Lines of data
■ ■ ■ ■

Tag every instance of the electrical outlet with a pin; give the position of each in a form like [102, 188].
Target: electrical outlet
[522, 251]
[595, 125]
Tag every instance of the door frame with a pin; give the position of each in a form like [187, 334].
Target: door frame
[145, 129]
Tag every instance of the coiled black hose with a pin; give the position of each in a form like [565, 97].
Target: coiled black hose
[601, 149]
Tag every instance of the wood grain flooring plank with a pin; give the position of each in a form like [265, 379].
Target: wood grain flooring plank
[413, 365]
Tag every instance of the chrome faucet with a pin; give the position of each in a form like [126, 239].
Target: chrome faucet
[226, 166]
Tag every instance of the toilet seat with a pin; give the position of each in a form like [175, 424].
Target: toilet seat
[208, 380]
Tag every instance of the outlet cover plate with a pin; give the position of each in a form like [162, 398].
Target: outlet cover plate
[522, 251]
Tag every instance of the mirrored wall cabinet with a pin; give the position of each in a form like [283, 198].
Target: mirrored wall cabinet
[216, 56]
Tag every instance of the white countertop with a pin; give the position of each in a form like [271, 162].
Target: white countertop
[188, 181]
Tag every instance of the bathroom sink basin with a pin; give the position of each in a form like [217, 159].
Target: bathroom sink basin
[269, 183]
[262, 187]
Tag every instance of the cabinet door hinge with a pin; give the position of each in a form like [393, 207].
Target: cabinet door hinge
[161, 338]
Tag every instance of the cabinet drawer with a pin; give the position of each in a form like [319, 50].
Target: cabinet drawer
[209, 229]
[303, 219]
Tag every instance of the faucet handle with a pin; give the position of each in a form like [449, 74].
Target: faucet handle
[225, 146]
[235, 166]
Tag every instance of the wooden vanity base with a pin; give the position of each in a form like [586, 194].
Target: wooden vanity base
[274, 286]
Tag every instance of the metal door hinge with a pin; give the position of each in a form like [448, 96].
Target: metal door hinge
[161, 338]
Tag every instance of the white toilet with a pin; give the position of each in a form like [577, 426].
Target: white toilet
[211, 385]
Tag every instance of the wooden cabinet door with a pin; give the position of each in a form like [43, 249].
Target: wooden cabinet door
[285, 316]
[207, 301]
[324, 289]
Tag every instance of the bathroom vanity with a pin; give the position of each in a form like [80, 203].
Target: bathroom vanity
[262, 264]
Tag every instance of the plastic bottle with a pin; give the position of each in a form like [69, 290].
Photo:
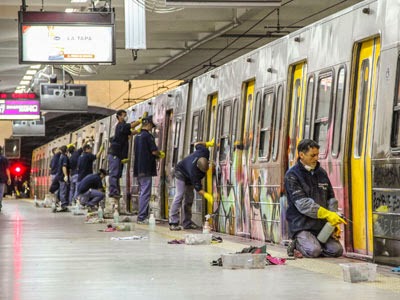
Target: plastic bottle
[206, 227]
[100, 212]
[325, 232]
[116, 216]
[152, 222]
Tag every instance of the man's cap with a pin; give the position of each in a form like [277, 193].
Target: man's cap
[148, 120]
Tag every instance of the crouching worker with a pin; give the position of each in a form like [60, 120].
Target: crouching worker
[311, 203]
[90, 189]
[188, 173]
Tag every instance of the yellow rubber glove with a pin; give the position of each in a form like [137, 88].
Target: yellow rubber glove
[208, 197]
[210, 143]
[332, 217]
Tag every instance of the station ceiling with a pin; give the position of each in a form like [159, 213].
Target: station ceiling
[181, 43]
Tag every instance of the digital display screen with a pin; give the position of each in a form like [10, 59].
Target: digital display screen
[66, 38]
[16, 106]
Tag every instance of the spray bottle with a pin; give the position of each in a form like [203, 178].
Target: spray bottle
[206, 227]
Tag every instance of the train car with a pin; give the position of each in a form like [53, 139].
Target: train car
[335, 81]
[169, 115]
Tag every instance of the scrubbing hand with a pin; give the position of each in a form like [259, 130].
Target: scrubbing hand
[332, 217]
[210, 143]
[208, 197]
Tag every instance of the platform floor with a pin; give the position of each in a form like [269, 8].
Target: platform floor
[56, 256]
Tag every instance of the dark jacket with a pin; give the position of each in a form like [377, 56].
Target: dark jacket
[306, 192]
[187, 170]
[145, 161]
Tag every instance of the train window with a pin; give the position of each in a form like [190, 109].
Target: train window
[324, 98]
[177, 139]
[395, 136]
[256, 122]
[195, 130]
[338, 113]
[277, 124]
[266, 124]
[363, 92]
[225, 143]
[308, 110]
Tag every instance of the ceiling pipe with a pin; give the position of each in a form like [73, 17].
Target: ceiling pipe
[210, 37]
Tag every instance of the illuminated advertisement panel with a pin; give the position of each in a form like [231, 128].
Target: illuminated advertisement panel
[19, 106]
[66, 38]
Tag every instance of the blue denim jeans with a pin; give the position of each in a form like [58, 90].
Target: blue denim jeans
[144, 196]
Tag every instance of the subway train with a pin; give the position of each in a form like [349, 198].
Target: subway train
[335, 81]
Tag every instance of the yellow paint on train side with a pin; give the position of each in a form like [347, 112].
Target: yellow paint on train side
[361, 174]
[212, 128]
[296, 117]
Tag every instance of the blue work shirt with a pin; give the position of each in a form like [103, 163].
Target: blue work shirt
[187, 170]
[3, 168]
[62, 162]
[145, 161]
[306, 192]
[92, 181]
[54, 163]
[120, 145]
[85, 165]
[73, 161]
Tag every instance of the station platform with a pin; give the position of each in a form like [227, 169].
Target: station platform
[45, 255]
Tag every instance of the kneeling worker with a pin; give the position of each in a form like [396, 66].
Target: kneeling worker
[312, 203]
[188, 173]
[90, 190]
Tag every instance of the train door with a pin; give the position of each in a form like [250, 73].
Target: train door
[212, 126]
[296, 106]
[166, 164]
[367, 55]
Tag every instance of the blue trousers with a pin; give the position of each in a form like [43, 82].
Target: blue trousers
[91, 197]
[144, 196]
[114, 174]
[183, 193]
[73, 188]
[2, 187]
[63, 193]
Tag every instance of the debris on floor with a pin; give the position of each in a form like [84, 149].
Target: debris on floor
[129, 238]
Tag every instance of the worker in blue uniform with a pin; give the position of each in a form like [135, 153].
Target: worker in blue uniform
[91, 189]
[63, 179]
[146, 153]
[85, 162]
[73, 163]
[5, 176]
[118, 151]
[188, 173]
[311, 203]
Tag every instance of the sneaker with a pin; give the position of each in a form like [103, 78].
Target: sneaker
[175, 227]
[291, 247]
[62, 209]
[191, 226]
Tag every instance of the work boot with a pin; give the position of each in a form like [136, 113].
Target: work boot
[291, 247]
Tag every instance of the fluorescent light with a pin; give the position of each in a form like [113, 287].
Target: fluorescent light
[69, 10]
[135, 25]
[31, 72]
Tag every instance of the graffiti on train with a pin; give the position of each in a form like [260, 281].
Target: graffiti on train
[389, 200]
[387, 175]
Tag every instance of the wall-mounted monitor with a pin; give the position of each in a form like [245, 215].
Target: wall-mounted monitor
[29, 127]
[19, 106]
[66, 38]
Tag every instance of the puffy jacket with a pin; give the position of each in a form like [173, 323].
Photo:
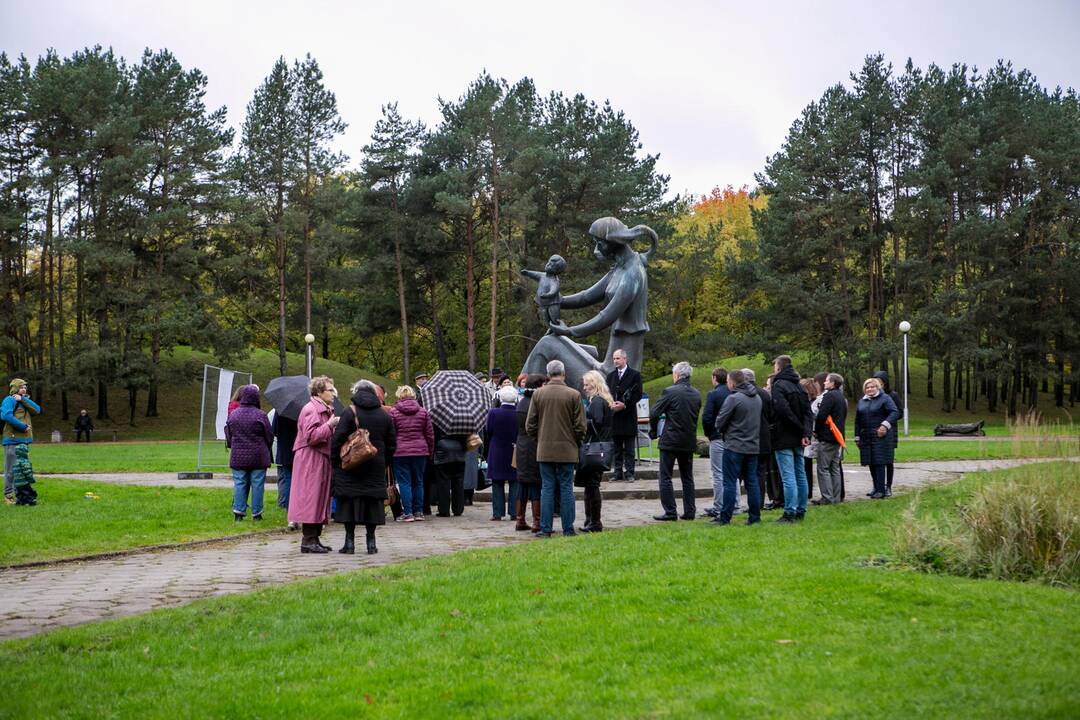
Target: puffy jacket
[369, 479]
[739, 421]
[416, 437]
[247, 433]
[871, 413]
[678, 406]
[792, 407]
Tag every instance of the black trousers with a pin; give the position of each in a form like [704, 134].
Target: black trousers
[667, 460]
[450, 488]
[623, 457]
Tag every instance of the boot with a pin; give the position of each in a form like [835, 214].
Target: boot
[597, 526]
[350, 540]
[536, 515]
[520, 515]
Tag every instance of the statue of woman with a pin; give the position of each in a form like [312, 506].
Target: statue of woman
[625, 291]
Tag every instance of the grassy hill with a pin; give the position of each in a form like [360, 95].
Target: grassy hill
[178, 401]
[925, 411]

■ ■ ■ ■

◆ TASK OBJECTIVE
Only what runs from the line containing "Tag every instance of the fluorescent" through the end of the entries above should be extracted, exactly and without pictures.

◆ EXERCISE SOLUTION
Tag every instance of the fluorescent light with a pin; give the position of each in a form like [113, 287].
Target: fluorescent light
[69, 10]
[135, 25]
[31, 72]
Tag every instance of the graffiti on train with a pin; give the position of each in a form like [260, 281].
Target: graffiti on train
[389, 200]
[387, 175]
Tag every instance of the wall-mounted monitor with a pin; give the position of each in a form like [245, 215].
Target: wall-mounted monitor
[29, 127]
[19, 106]
[66, 38]
Tag every instance of the puffy jacket with a pin; give the position of each in a form like [173, 323].
Photo:
Target: puffy jacket
[369, 479]
[739, 421]
[416, 437]
[247, 433]
[871, 413]
[678, 406]
[792, 407]
Tag every instance of the black trousers with a pin; give the position of each in a form like [704, 134].
Target: black trousers
[667, 460]
[450, 488]
[623, 457]
Tag every instance of the boot with a pin; give the position of each in a form like [835, 214].
Target: boot
[597, 526]
[350, 540]
[536, 515]
[520, 515]
Tag every instance of the statue of woman with a pin; give the position of each in a form like [312, 506].
Target: statue of woman
[625, 291]
Tag every instance of the grassy hill with a pin; give the position of each in a form like [360, 95].
Target: grassy hill
[178, 401]
[925, 411]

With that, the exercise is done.